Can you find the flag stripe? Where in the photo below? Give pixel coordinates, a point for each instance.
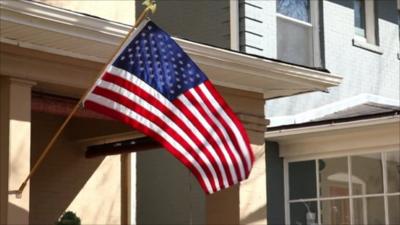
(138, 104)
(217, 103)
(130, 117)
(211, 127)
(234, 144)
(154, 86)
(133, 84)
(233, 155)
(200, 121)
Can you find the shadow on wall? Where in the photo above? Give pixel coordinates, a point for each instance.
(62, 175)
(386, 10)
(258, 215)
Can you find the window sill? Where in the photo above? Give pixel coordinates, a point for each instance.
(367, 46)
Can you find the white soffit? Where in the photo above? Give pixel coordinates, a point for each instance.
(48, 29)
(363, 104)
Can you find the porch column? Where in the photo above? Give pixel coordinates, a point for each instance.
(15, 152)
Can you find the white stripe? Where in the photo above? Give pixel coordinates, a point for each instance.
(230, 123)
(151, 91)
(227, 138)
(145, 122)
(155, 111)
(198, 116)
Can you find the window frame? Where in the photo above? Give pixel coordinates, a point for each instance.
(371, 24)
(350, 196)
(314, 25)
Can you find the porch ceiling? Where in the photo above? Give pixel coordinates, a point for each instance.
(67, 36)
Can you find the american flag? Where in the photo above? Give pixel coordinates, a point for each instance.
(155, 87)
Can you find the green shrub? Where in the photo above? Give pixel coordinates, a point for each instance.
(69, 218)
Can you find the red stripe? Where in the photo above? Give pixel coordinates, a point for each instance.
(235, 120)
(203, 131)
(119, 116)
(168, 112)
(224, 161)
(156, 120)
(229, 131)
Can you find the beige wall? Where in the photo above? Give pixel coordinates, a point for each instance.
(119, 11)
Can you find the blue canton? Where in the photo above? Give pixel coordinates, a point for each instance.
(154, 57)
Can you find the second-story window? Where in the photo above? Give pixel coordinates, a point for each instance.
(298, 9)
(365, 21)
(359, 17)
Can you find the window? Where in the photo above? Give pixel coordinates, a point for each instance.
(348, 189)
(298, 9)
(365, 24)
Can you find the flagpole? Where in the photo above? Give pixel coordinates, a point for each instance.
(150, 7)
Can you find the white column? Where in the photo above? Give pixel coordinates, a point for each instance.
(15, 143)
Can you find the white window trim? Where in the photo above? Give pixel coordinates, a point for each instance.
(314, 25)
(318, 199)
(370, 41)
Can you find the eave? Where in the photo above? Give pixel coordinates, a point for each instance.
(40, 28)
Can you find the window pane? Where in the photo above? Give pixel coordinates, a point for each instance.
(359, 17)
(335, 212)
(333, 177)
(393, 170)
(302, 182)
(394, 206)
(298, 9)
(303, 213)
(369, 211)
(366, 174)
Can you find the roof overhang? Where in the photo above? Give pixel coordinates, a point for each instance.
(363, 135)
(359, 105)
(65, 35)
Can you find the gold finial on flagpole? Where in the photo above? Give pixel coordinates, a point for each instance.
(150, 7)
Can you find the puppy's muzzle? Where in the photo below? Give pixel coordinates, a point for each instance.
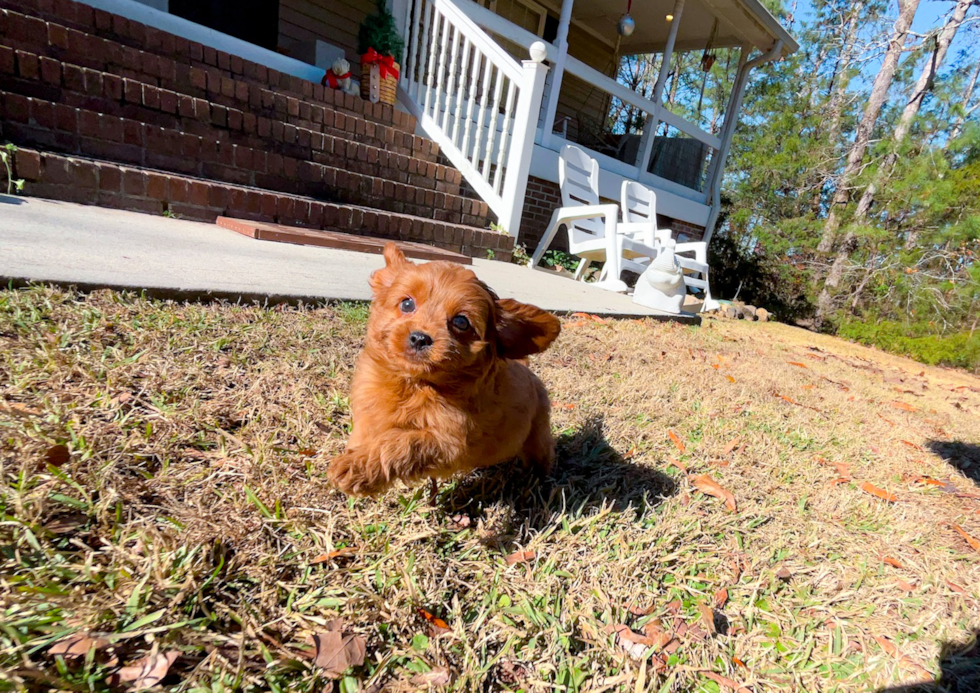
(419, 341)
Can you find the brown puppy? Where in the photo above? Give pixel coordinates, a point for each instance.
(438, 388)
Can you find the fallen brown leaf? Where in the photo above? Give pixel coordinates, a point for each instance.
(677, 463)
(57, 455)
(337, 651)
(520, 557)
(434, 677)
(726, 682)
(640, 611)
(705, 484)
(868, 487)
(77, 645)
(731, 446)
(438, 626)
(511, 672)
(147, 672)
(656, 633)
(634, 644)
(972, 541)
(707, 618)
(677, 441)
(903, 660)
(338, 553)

····················

> [Work instructions]: Wherever a picture appears in the records, omit it, and transcribe everything else exactly.

> [Response area]:
Can you find the flag stripe? Where in the photo below? Give pixel coordinates, a point for each instance.
(138, 104)
(217, 103)
(130, 117)
(211, 127)
(234, 144)
(154, 86)
(133, 84)
(233, 155)
(200, 121)
Can you find the shadow on wall? Where in the photo above? Give pixel coordinates, a point for each instance.
(62, 175)
(386, 10)
(258, 215)
Can you find the window sill? Where in the photo above? Give pixel coordinates, a point for each instance.
(367, 46)
Can you find the white soffit? Where in the photo above? Give pixel coordinates, a point for each instance.
(48, 29)
(363, 104)
Can you find the porch column? Where in the photo above? Give pixel coordinates, a point for each instance.
(15, 152)
Can you find the white stripe? Where in the photo above? Give pixel coordinates, a point for each instance.
(230, 123)
(151, 91)
(227, 138)
(145, 122)
(155, 111)
(198, 116)
Can you find the window frame? Where in the photo above? Give pixel coordinates, a point for each instance.
(371, 24)
(350, 196)
(314, 25)
Can you find the porch ceiling? Where in the photo above? Give pixel coordinates, a point for each instance.
(67, 36)
Can you find the american flag? Where in the photo above? Give pixel coordinates, a point for each instance.
(155, 87)
Can you find the green shrub? Where in the photo above? Give pixel coordinates, a point for each instance.
(69, 218)
Can you find the red stripe? Where in the photo above? Give pixel coordinates, a point for each instance.
(235, 120)
(203, 131)
(119, 116)
(168, 112)
(224, 161)
(156, 120)
(229, 131)
Can you find the beige wall? Where in the photo above? Give pixel coordinates, a point for each instance.
(119, 11)
Can you find the blue canton? Where in the photo above? Give pixel coordinates, a point for each instance.
(154, 57)
Can you find the second-story window? Where in the photo above? Give pixel coordinates, a point for each instance.
(298, 9)
(365, 21)
(359, 17)
Can you find the window? Where in the photo above? Give pixel coordinates, a point for each instance.
(348, 189)
(298, 9)
(365, 24)
Can you find the flagpole? Where in the photo above? Give pixel coordinates, a point for each instance.
(150, 7)
Can you find the white column? Where in the photo above? Give pixel coordinates, a point for each instance.
(15, 143)
Can you find the white window trim? Where in the photo above? Give pixel coordinates, a point for each instance.
(314, 25)
(318, 199)
(370, 41)
Can you find the eave? Where in the photo above? Give pixel coordinates, a point for each instance.
(40, 28)
Can you find the window pane? Where in the photo above? Give pixel coordinates, a point for each instance.
(359, 17)
(335, 212)
(333, 177)
(393, 170)
(302, 182)
(394, 206)
(298, 9)
(303, 213)
(369, 211)
(366, 174)
Can you find the roof overhang? Where in the photo above? Give pixel coordinates, a point for each instance.
(363, 135)
(359, 105)
(65, 35)
Can you find the gold finial on flagpole? Where in the photo above? Give pixel coordinates, a point for each instance.
(150, 7)
Can you find the puppy's muzzle? Where in the photo below? Give pixel coordinates, a point for each instance.
(419, 341)
Can you find the brown puppy? Where in the photo above? Give pixel coordinates, a point for each instance.
(438, 388)
Can you find the fallen brown leaf? Where in the photo above? Give pixel coordinates, a point for each instance.
(677, 463)
(57, 455)
(337, 651)
(520, 557)
(434, 677)
(726, 682)
(640, 611)
(705, 484)
(868, 487)
(77, 645)
(731, 446)
(438, 626)
(511, 672)
(147, 672)
(656, 633)
(634, 644)
(972, 541)
(707, 618)
(677, 441)
(903, 660)
(338, 553)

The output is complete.